■ **Task**
An exact reproduction of the records is required, with all images left out.

■ **Exercise input**
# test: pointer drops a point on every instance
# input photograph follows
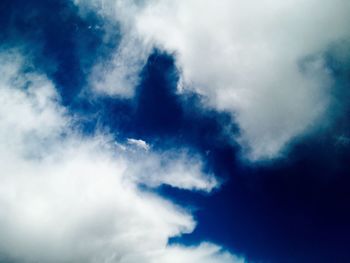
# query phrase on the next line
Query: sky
(174, 131)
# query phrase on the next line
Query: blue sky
(174, 131)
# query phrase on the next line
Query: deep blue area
(294, 210)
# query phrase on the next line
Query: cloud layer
(262, 61)
(66, 197)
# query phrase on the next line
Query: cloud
(66, 197)
(262, 61)
(138, 143)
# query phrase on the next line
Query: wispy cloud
(259, 60)
(66, 197)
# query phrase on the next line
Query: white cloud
(259, 60)
(69, 198)
(138, 143)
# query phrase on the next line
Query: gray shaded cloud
(69, 198)
(262, 61)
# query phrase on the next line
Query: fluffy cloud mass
(66, 197)
(262, 61)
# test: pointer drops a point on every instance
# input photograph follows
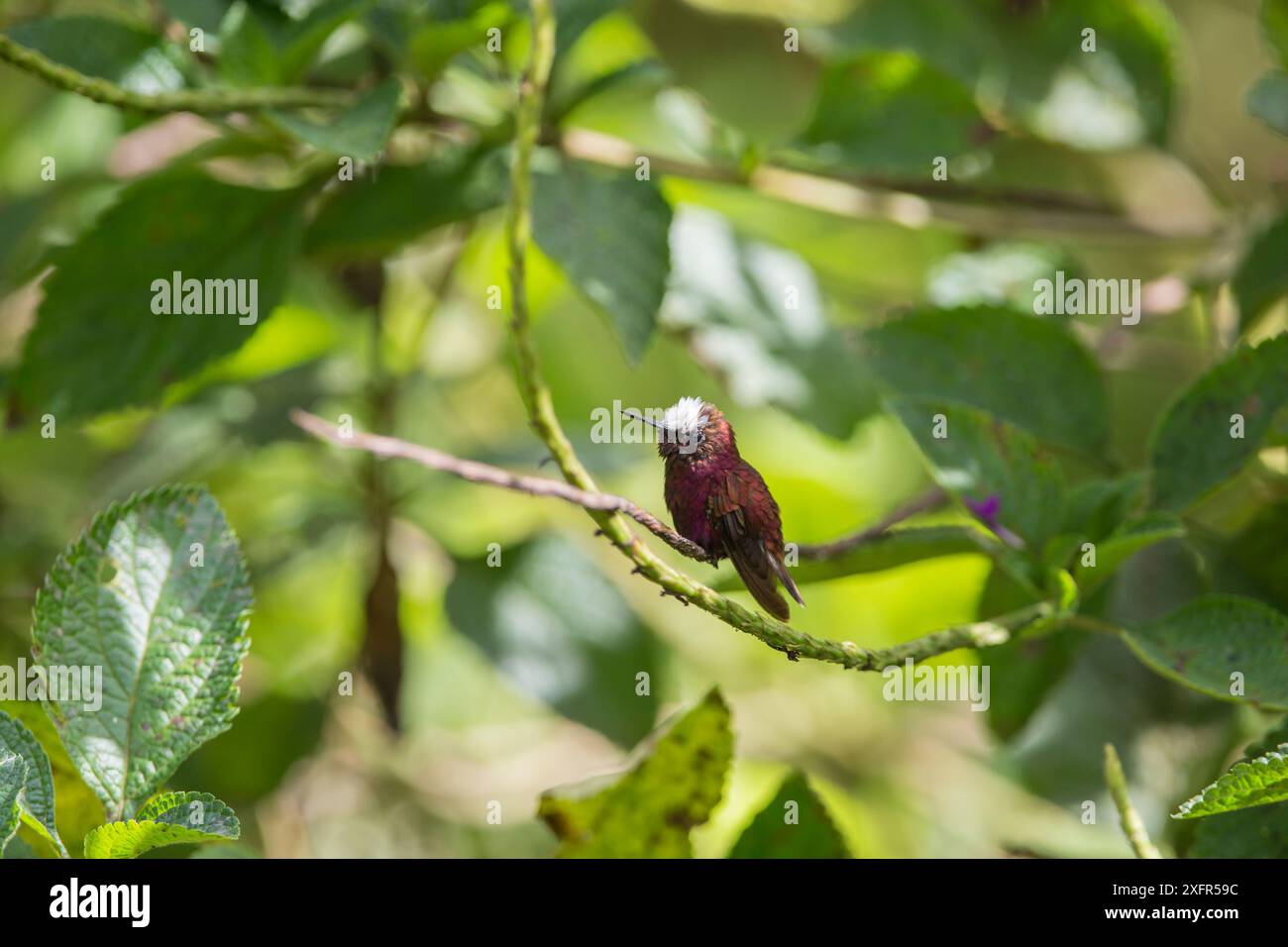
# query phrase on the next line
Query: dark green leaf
(1262, 277)
(361, 133)
(578, 214)
(1192, 449)
(136, 59)
(561, 633)
(1018, 368)
(168, 635)
(892, 112)
(171, 818)
(99, 346)
(375, 215)
(648, 812)
(794, 825)
(1206, 642)
(980, 458)
(754, 315)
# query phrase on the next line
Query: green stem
(200, 101)
(1131, 822)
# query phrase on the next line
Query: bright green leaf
(168, 635)
(648, 812)
(578, 214)
(99, 346)
(1206, 642)
(794, 825)
(1022, 368)
(38, 796)
(361, 133)
(1250, 783)
(1193, 449)
(171, 818)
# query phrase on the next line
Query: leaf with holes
(648, 812)
(1214, 638)
(158, 595)
(171, 818)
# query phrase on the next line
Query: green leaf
(1247, 784)
(737, 64)
(648, 812)
(171, 818)
(1274, 25)
(892, 112)
(1125, 543)
(99, 346)
(1261, 278)
(13, 777)
(1257, 832)
(136, 59)
(578, 214)
(754, 313)
(561, 631)
(1018, 368)
(794, 825)
(1267, 99)
(376, 215)
(168, 635)
(361, 133)
(37, 800)
(1205, 642)
(1192, 449)
(980, 458)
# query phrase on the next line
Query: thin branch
(604, 509)
(931, 499)
(1131, 822)
(200, 101)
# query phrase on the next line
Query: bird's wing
(745, 515)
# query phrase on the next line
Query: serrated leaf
(1267, 99)
(982, 459)
(377, 214)
(37, 801)
(360, 133)
(99, 346)
(561, 631)
(754, 313)
(1261, 278)
(171, 818)
(136, 59)
(1014, 367)
(892, 112)
(1125, 543)
(1247, 784)
(167, 634)
(648, 812)
(1207, 641)
(578, 214)
(1192, 450)
(13, 777)
(794, 825)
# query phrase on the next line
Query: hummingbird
(720, 501)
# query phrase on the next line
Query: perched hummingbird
(720, 501)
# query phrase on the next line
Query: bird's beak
(640, 418)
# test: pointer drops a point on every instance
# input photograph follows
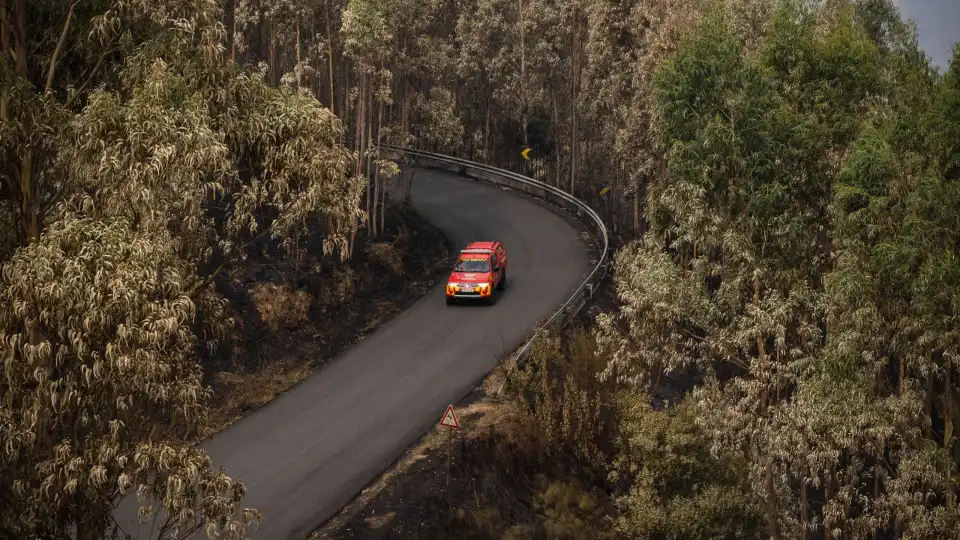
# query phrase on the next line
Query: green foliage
(674, 487)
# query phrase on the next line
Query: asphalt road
(309, 452)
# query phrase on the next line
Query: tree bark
(523, 74)
(948, 428)
(573, 105)
(231, 24)
(272, 59)
(804, 511)
(330, 52)
(298, 69)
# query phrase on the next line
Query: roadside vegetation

■ **Full output**
# test: pointer drops a point on every instance
# input photograph follows
# query phrase on the next line
Query: sky
(174, 131)
# query phrase on the next line
Query: blue sky
(174, 131)
# query phrase on the next line
Query: deep blue area
(294, 210)
# query phrase on the next line
Query: cloud layer
(262, 61)
(66, 197)
# query phrase on the next line
Query: cloud
(66, 197)
(262, 61)
(138, 143)
# query phrase on the next line
Query: wispy cloud
(259, 60)
(66, 197)
# query phrase on the next line
Query: white cloud
(259, 60)
(69, 198)
(138, 143)
# query phrase on the next line
Query: gray shaded cloud
(69, 198)
(262, 61)
# query phrase on the next line
Query: fluffy cloud mass
(66, 197)
(262, 61)
# test: pointer drops a point on every instance
# input photograph follows
# query phrase on the next line
Query: dark green leaf
(1262, 277)
(361, 133)
(578, 214)
(1192, 449)
(136, 59)
(561, 633)
(1018, 368)
(168, 635)
(892, 112)
(171, 818)
(99, 346)
(375, 215)
(648, 812)
(794, 825)
(1206, 642)
(980, 458)
(754, 315)
# query phrase on the next line
Query: green stem
(200, 101)
(1131, 822)
# query phrase on the next line
Query: bright green leaf
(168, 635)
(648, 812)
(578, 214)
(99, 346)
(1206, 642)
(794, 825)
(1022, 368)
(38, 796)
(361, 133)
(1250, 783)
(1193, 449)
(171, 818)
# query phrase on the next line
Query: leaf with holes
(648, 812)
(1214, 638)
(158, 595)
(171, 818)
# query phrase on the next line
Query: green leaf
(1247, 784)
(737, 64)
(648, 812)
(171, 818)
(1274, 25)
(892, 112)
(1125, 543)
(99, 346)
(1261, 278)
(13, 777)
(1257, 832)
(136, 59)
(578, 214)
(754, 313)
(561, 631)
(1018, 368)
(794, 825)
(1267, 99)
(376, 215)
(168, 635)
(361, 133)
(37, 800)
(1205, 642)
(1192, 449)
(980, 458)
# query phrase on the next line
Query: thin branch
(604, 509)
(931, 499)
(1131, 822)
(200, 101)
# query phrase on the next line
Query: bird's wing
(745, 515)
# query phrase on the next line
Query: serrated leaf
(1267, 99)
(982, 459)
(377, 214)
(37, 801)
(360, 133)
(99, 346)
(561, 631)
(754, 313)
(1261, 278)
(171, 818)
(136, 59)
(1014, 367)
(892, 112)
(1125, 543)
(1247, 784)
(167, 634)
(648, 812)
(1207, 641)
(578, 214)
(1192, 450)
(13, 777)
(794, 825)
# query phrase on the next line
Query: hummingbird
(720, 501)
# query phrase on the next line
Query: perched hummingbird
(720, 501)
# query phrase on the next line
Query: bird's beak
(640, 418)
# test: pointer drops a point on every instance
# input photograph follows
# query phrase on the next line
Query: green foliage
(674, 487)
# query phrase on the next line
Query: asphalt road
(309, 452)
# query phrase on the next line
Query: tree bark
(523, 74)
(948, 428)
(573, 105)
(231, 24)
(272, 59)
(804, 511)
(330, 52)
(298, 69)
# query phrase on the next line
Query: roadside vegetation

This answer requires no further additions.